Given instruction:
Which lines in the listing below contain the string "grille", with case counting? Pull out each one in full.

++++++++++++++++++++

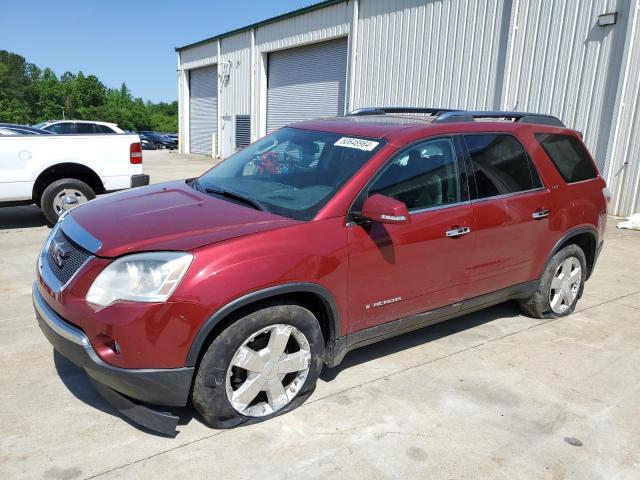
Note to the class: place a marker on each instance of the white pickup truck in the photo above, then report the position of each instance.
(58, 172)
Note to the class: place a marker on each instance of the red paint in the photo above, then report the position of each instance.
(238, 250)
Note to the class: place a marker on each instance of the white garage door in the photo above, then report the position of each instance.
(306, 82)
(203, 108)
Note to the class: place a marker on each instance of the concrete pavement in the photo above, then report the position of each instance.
(493, 394)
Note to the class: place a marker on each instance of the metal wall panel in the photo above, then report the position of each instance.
(315, 26)
(306, 82)
(447, 53)
(203, 108)
(235, 93)
(624, 169)
(199, 56)
(561, 62)
(547, 56)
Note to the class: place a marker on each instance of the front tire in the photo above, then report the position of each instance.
(561, 285)
(264, 364)
(62, 195)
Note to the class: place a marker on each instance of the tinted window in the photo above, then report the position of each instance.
(422, 177)
(84, 128)
(66, 127)
(569, 156)
(500, 165)
(103, 129)
(291, 172)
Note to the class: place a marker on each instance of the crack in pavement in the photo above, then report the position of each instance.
(368, 382)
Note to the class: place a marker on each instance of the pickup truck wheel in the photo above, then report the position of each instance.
(561, 285)
(63, 195)
(263, 365)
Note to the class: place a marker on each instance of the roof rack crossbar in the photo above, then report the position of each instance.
(387, 110)
(446, 115)
(519, 117)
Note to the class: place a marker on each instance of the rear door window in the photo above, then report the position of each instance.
(103, 129)
(64, 127)
(569, 156)
(84, 128)
(500, 165)
(425, 176)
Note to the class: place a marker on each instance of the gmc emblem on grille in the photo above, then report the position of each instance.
(59, 253)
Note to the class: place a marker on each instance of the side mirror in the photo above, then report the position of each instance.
(380, 208)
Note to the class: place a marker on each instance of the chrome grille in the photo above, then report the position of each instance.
(65, 257)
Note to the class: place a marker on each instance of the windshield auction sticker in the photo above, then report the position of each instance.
(359, 143)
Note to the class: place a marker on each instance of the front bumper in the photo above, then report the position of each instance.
(139, 180)
(167, 387)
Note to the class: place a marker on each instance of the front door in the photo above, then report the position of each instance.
(396, 271)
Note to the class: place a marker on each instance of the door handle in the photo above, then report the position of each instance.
(457, 231)
(538, 214)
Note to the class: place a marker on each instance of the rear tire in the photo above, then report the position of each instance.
(63, 195)
(561, 285)
(263, 365)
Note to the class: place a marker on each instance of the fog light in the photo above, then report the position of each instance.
(106, 346)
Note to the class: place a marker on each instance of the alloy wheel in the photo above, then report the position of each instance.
(565, 285)
(268, 370)
(66, 199)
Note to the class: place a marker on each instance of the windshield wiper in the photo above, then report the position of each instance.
(237, 196)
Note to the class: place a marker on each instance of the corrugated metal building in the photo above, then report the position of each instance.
(562, 57)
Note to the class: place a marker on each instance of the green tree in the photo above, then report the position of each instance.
(31, 95)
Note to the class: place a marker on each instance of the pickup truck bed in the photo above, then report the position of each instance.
(57, 172)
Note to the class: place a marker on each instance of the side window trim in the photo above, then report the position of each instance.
(462, 176)
(472, 183)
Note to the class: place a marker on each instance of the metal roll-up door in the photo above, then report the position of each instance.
(306, 82)
(203, 108)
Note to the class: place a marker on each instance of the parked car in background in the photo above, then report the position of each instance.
(161, 139)
(148, 144)
(231, 290)
(59, 172)
(79, 127)
(23, 129)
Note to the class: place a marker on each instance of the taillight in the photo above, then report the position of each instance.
(135, 153)
(607, 195)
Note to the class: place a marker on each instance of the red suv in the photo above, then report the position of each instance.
(232, 290)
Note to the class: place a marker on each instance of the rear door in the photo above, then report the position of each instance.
(396, 271)
(512, 211)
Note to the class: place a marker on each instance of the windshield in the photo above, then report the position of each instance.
(292, 172)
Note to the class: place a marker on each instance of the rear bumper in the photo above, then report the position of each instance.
(167, 387)
(139, 180)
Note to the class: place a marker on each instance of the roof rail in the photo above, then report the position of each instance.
(445, 115)
(386, 110)
(519, 117)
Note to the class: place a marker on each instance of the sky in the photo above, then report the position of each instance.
(124, 41)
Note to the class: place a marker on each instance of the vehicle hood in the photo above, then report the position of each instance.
(168, 216)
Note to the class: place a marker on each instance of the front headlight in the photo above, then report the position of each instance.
(141, 277)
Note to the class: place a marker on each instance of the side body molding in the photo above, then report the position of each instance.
(208, 326)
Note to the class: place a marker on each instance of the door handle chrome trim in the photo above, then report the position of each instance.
(540, 214)
(456, 232)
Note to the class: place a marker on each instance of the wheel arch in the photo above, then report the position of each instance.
(313, 296)
(584, 237)
(66, 170)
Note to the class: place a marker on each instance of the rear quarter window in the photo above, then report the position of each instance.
(569, 156)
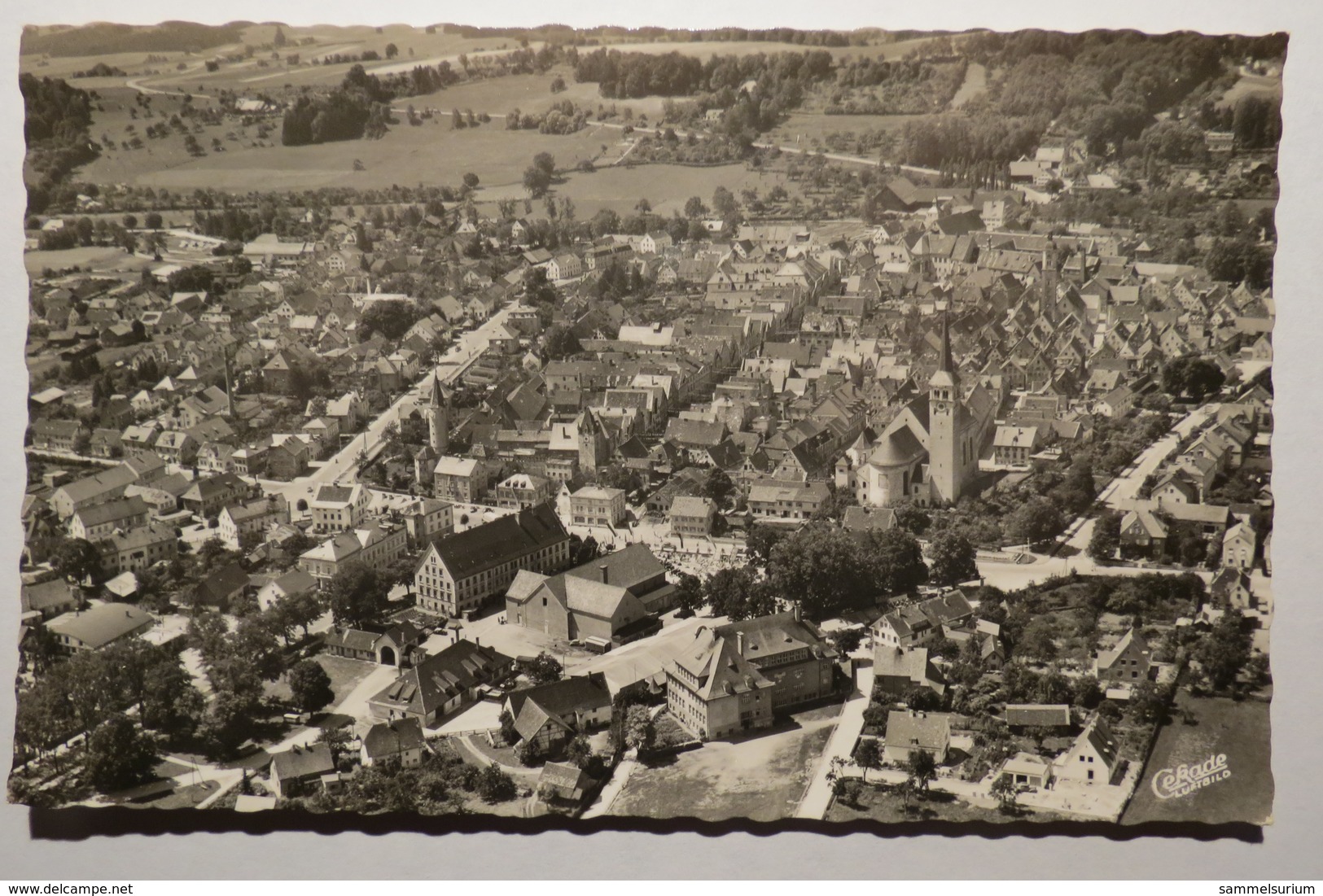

++++++++++++++++++++

Output:
Note to the class: place a marker on each instance of the gmc emblem on grille in the photo above, then report the position of each instance.
Note to the class: place a marker on each instance of the chrome grille in the photo above, then report the position of each instance.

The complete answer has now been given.